### Data shown

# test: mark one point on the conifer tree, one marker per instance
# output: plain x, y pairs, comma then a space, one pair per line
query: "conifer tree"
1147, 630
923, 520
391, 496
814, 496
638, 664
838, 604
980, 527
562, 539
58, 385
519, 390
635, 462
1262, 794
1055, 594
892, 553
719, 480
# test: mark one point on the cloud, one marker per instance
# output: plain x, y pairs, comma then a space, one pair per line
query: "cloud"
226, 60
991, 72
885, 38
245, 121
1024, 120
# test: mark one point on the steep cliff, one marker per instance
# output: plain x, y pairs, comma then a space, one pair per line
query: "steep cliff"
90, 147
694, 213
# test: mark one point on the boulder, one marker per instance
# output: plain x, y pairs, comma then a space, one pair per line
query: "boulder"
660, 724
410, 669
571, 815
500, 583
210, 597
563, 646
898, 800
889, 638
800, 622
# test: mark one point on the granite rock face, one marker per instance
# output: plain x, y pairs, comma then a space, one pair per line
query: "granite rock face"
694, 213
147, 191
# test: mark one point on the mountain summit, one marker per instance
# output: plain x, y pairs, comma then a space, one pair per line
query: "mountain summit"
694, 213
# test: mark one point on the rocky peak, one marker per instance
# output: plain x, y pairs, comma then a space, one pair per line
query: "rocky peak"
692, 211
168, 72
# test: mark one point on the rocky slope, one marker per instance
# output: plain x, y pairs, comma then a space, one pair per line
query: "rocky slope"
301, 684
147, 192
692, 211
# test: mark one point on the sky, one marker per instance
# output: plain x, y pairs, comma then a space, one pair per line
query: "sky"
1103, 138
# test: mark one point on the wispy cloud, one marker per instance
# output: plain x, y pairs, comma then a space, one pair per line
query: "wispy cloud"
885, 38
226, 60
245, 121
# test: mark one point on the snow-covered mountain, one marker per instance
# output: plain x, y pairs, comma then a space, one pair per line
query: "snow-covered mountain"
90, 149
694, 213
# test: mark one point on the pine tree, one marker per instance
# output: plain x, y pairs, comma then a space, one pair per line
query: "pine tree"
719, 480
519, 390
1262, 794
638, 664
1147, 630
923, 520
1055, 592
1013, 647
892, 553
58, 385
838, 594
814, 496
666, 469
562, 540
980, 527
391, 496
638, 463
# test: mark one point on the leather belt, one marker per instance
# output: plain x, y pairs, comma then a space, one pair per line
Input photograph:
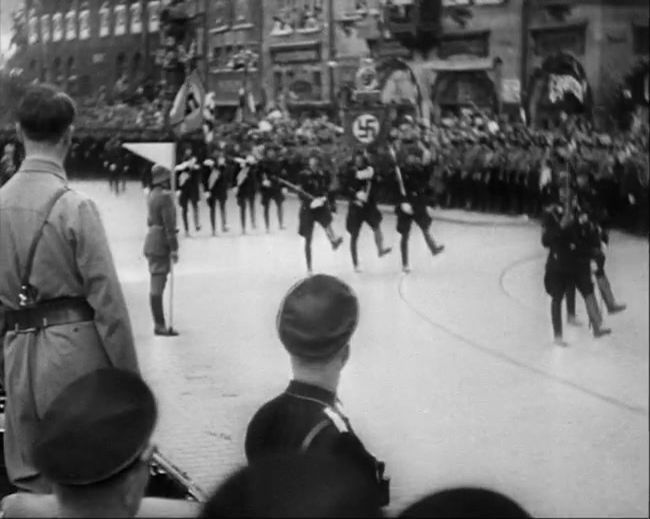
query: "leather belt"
49, 313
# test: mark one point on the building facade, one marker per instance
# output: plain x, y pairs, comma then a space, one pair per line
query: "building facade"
297, 52
86, 45
579, 53
234, 35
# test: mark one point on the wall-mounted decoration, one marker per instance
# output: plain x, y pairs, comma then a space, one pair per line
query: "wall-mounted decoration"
136, 17
71, 25
57, 27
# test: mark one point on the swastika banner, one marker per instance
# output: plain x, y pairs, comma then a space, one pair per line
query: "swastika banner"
365, 127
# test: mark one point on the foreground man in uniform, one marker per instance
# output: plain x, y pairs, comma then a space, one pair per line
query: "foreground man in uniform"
316, 321
65, 312
93, 477
161, 244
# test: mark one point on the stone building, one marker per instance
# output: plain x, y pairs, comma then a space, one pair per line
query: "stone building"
89, 44
579, 53
234, 35
297, 46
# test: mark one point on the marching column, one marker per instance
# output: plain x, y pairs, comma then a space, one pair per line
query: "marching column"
362, 207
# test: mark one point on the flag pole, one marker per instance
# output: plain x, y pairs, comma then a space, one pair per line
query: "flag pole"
171, 263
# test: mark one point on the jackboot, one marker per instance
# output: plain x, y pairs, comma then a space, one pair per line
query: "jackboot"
608, 296
160, 328
595, 317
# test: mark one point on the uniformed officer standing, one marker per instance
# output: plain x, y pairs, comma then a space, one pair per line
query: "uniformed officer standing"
216, 181
246, 190
188, 184
161, 243
413, 206
315, 323
359, 184
269, 170
315, 207
66, 314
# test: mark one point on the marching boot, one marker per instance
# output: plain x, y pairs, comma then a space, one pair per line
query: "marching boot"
224, 224
160, 328
608, 296
431, 243
595, 317
404, 249
379, 241
336, 242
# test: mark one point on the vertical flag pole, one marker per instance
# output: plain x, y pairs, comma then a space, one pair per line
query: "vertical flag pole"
171, 263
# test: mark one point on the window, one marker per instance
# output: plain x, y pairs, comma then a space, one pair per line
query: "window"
297, 15
640, 36
120, 66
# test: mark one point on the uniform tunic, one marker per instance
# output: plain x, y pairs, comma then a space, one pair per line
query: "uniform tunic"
269, 170
418, 194
315, 183
72, 260
161, 238
357, 180
308, 418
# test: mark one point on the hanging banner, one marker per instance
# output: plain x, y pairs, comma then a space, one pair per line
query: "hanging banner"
136, 18
71, 25
104, 20
84, 24
186, 114
153, 14
560, 85
57, 27
120, 20
46, 33
32, 28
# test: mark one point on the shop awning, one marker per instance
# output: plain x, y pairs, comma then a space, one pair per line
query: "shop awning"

### Assignment
A word-for-word copy of the records is needed, with no pictures carried over.

### Solution for this problem
# test: mark one point on the conifer tree, one marker per instance
# output: plain x, y pairs, comma then a space, one pair per line
query: "conifer tree"
1147, 630
923, 520
391, 496
814, 496
638, 664
838, 604
980, 527
562, 539
58, 385
519, 390
635, 462
1262, 794
1055, 594
892, 553
719, 480
# test: mark one point on the cloud, one marker per instance
# output: plain x, y pairs, comma then a space, one pair per line
query: "cloud"
226, 60
991, 72
885, 38
245, 121
1024, 120
# test: mark one point on the steep cliff, one marker per instance
# output: plain x, y pairs, comma then a space, one pair per line
query: "steep cliff"
90, 147
694, 213
# test: mark one point on the boulder, one marker per instance
# output: plain x, y pairs, comma then a space, one pair per line
query: "boulder"
660, 724
410, 669
571, 815
500, 583
210, 597
563, 646
898, 800
889, 638
800, 622
# test: mark one point on the granite rock face, one marker per instance
# output: plain x, y pairs, comma then a space, one pair per line
query: "granite rock face"
694, 213
147, 191
# test: mark one point on the mountain summit, one marker per instance
# output: plain x, y pairs, comma then a space, one pair per line
query: "mountain summit"
694, 213
# test: mark one point on the rocky peak, one marker per instance
# output: plain x, y pairs, comma then a space, one pair per line
query: "rocky peak"
692, 211
168, 72
# test: mark one point on the rocky slope, one marker per instance
# output: plain x, y pairs, comma then a space, one pair per line
query: "rocky slope"
301, 684
147, 192
692, 211
# test: mark one point on the sky, one marker per instance
# output: plain x, y pairs, comma then a space, one pair per line
query: "sky"
1103, 138
# test: mark one point on the wispy cloud, one marker per instance
# output: plain x, y pairs, comma then a space, one pair per line
query: "wispy cloud"
885, 38
226, 60
245, 121
# test: mark one point on the snow-covered mountain, one marker per instance
# output: plain x, y pairs, comma then a space, one pair per line
query: "snow-covered mountain"
90, 149
694, 213
# test: mark one point on the pine tree, one marker per instance
# output: plain x, y pairs, comma then a space, one pair per line
query: "pine tree"
719, 480
519, 390
1262, 794
638, 664
1147, 630
923, 520
1055, 592
1013, 647
892, 553
58, 385
838, 594
814, 496
666, 469
562, 540
980, 527
391, 496
638, 463
# test: mark one point on the leather belt, one marker per instance
# output: plain x, y pairs, comma then a space, one pair per line
Input photograph:
query: "leather belt"
49, 313
# test: mark one point on the building facade, one marker per instance
# output: plain x, y pairs, comma then a space, one pair per line
query: "building facade"
297, 52
86, 45
579, 53
234, 35
# test: mark one point on the wall-mounted decoration, one marker per instance
# output: plain x, y pairs, comma then a space, one pair per line
query: "wall-mounted decoration"
136, 17
71, 25
57, 27
# test: mark one point on the swastika banner, one marker per instance
# output: plain x, y pairs, comma then a space, one pair per line
query: "swastika banner"
365, 127
# test: mark one point on the foreground man in uniform, one marker per instance
# output: plain x, y pairs, comma then a space, one pair per line
query: "foreground man in uniform"
316, 321
65, 312
93, 477
161, 244
# test: mark one point on the stone building, one marker per instance
# output: plain x, y pairs, comma then a space, one pair per line
query: "stone building"
89, 44
579, 53
234, 35
297, 46
# test: mark one point on the marching column, one marker per instance
# output: plain x, y pairs, comma then a space, one pair per line
query: "marching column"
362, 207
# test: mark one point on the flag pole, one marker per instance
# output: plain x, y pairs, comma then a space, one pair per line
query: "flag pole"
171, 263
# test: mark one point on the jackboot, one marker per instance
# output: plain x, y pairs, comma then a space, one pair per line
query: "jackboot"
608, 296
160, 328
595, 317
# test: mark one point on the uniformed officer standing, one marker per instance
# output: plain x, y pairs, comma then a space, one pair per line
query: "uniformed officer standing"
216, 181
246, 190
188, 184
161, 243
413, 206
315, 323
359, 184
269, 170
315, 207
66, 314
# test: mark one point on the marching boot, one marker per instance
# output: plain x, y pairs, comma then a space, one pair per line
query: "marching boot"
224, 224
160, 328
608, 296
431, 243
595, 317
404, 249
379, 241
336, 242
# test: mark one point on the vertical flag pole, one marker per instance
# output: plain x, y pairs, comma then a space, one pair per line
query: "vertical flag pole"
171, 263
# test: mark one point on the window, one marker per instance
# output: plain x, y pairs, comma then a space, one pair per line
query: "window"
297, 15
640, 36
120, 66
# test: mark one point on the uniform tunic, one marker per instance
# output: plain x, y pairs, comma then a space, one pair per line
query: "uniform tunic"
269, 170
418, 194
315, 183
72, 260
161, 238
357, 180
308, 418
# test: mark one point on the hanging banner, one marker per instance
# output: plain x, y pairs, comma then a space, one pair per line
query: "hanging banner"
136, 18
71, 25
104, 20
84, 24
186, 114
153, 14
560, 85
57, 27
120, 20
46, 33
32, 28
# test: mark one point on the shop awning, one marker per instance
# output: plain x, y pairs, comma then a space, one pair per line
query: "shop awning"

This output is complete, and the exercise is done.